--- TEXT TO READ ---
## begin

Sorry guys I am not able to respond in comments because the phone interface for blogger sucks.
We are all women and we need to be supportive of each other. I would gladly empathize with a genuine cry for help. The article did not seem like one. My point was and is the same. Women need to own their choices and their consequences and not play victim.
Newmomontheblock, I hear you. It is not easy to leave a 6 week baby and go to work. You had a choice and you did what you thought was right. If a prospective employer judges you for what you did for your family you probably don't want to work for that employer anyway. Good riddance! And your boss called you back even though you quit, and that's because he has worked with you and likely knows your strengths. How come he didn't judge you and think you will leave again? There are employers who understand and some who don't. All I am saying is while voicing our thoughts, women can plan better so they don't have to be in a situation mentioned in the original post.
I have read that other article you mentioned. (http://www.theatlantic.com/magazine/archive/2012/07/why-women-still-cant-have-it-all/309020/) Tell me is it a problem only for the women and not the men? I can share a note from a google executive who decided to quit because he wanted to spend time with family. And she 'wanted' to do it, not had to. She had many choices like moving family to DC etc and she made hers. How could the system or government have helped her? I agree with all the changes she proposed - work from home, flexibility, etc. A number of workplaces provide that nowadays, including mine, but still a lot room for improvement there.
And maternity leave does not address her situation. That is a matter of what she wants and what she is willing to forego to get something. You cannot aspire to be the President of the country and expect the Govt to let you take off one year because you had a baby. A country needs a president. Or some similar argument.
Netflix's unlimited parental leave is commendable, yes, they also have unlimited vacation, but did you know they can fire at will, as in, ' thank you, you don't have to come in to work tomorrow'. They operate on the basis of assumed responsibility, they trust you won't let the project tank with your vacation. Same where I work too. If it is a slow period I can take it easy but when times are hard I have to suck it up and slog. All part of the package.
And it is very different from European policies.
European countries offer better parental leave, and all that comes from the high tax that the citizens have to pay. The pay has to come from somewhere. In US, the tax is lower than European countries so they are not paying for parental leave. Work culture in US is more cut throat than Europe, more advancement, US is more open to immigrants too. Cost of living is much higher in Sweden, and parts of Europe because of the employment perks the citizens get. Just trying to say everything comes with a cost.
http://taxfoundation.org/blog/how-scandinavian-countries-pay-their-government-spending
Something has got to give.
If I did not have any help, I would have timed my baby so I could use my sabbatical. I would have used up 3 months of my Bonding leave that CA provides I believe. I didn't use it, half of it is unpaid. I would have used up all my vacation of 4 weeks. 6 months. Plus 1.5 months of Maternity Leave of Absence, I could have managed 7.5 months. Even if I didn't have a sabbatical that's 5.5 months. Then I would have asked my husband to take his 3 months bonding leave plus 4 week vacation for another 4 months. If that was needed.

## end

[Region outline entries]
## begin

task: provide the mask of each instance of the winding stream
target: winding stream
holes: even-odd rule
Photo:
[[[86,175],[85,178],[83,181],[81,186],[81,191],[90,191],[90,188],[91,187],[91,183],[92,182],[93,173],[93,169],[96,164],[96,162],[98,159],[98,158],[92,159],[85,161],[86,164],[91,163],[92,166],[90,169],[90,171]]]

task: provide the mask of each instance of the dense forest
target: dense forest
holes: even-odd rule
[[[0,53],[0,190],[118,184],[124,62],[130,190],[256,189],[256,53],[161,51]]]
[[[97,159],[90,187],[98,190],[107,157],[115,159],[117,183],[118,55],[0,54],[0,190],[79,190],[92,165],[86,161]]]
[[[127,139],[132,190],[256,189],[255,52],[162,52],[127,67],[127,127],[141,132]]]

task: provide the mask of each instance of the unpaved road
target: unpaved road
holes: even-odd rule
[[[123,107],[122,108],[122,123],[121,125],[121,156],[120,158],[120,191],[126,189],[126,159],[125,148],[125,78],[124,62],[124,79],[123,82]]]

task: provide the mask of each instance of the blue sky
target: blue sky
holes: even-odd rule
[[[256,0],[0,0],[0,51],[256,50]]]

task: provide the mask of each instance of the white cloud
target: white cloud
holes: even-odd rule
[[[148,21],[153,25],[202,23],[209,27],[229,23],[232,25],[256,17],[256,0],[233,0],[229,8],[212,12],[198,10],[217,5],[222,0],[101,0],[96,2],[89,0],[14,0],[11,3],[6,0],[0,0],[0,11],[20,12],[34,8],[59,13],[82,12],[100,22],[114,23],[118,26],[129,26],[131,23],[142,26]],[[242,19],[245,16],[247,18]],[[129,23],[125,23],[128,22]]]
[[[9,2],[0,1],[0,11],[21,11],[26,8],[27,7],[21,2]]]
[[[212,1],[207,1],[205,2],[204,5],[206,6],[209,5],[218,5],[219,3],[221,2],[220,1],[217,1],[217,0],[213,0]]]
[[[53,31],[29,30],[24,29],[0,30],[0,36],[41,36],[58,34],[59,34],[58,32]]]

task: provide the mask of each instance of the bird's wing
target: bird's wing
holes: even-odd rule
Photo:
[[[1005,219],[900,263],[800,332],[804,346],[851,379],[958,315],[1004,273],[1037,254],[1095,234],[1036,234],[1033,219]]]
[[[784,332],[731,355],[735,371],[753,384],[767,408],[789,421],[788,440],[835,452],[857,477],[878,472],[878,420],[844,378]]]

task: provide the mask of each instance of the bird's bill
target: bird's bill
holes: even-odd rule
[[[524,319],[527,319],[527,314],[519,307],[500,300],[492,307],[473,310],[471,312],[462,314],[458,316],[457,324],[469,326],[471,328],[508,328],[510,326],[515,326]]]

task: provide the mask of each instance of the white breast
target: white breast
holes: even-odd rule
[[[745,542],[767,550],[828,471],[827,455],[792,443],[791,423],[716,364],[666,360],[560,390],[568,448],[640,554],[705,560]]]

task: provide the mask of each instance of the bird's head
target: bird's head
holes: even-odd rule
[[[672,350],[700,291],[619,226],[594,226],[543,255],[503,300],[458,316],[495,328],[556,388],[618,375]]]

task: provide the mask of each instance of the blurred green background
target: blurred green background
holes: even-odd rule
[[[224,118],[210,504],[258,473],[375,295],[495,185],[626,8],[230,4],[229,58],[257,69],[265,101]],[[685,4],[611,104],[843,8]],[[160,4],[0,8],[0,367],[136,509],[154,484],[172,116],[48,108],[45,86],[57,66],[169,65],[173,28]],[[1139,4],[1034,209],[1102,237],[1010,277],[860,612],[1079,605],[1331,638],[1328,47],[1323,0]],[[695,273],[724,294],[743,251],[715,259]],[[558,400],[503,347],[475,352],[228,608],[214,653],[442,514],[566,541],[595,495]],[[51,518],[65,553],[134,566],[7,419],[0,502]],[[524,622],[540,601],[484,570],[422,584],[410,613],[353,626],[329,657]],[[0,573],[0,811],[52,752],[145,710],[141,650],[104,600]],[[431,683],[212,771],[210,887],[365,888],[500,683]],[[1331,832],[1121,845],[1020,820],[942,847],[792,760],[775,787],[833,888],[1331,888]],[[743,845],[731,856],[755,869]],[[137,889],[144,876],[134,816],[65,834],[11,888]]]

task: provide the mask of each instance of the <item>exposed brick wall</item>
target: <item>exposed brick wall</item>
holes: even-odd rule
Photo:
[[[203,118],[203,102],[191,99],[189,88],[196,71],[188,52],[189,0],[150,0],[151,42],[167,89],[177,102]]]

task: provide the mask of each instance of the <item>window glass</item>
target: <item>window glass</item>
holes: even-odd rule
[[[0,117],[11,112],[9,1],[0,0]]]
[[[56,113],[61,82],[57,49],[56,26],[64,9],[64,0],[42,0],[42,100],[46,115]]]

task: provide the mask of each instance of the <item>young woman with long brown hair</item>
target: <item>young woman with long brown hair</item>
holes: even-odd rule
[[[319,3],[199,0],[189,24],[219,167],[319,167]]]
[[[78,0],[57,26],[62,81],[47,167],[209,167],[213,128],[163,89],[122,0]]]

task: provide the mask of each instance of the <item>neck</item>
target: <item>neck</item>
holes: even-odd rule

## end

--- STATED PROBLEM A ---
Using the post on work and parental leave, state whether each statement agrees with it, answering yes or no and quoting the deciding words. (i) The writer says Netflix offers unlimited vacation. (ii) The writer used the bonding leave that CA provides. (iii) The writer says European parental leave is paid for by high taxes.
--- STATED PROBLEM B ---
According to the post on work and parental leave, how much vacation does the writer have?

--- RIGHT ANSWER A ---
(i) Yes: "they also have unlimited vacation"
(ii) No: "I didn't use it, half of it is unpaid."
(iii) Yes: "all that comes from the high tax that the citizens have to pay"

--- RIGHT ANSWER B ---
Four weeks.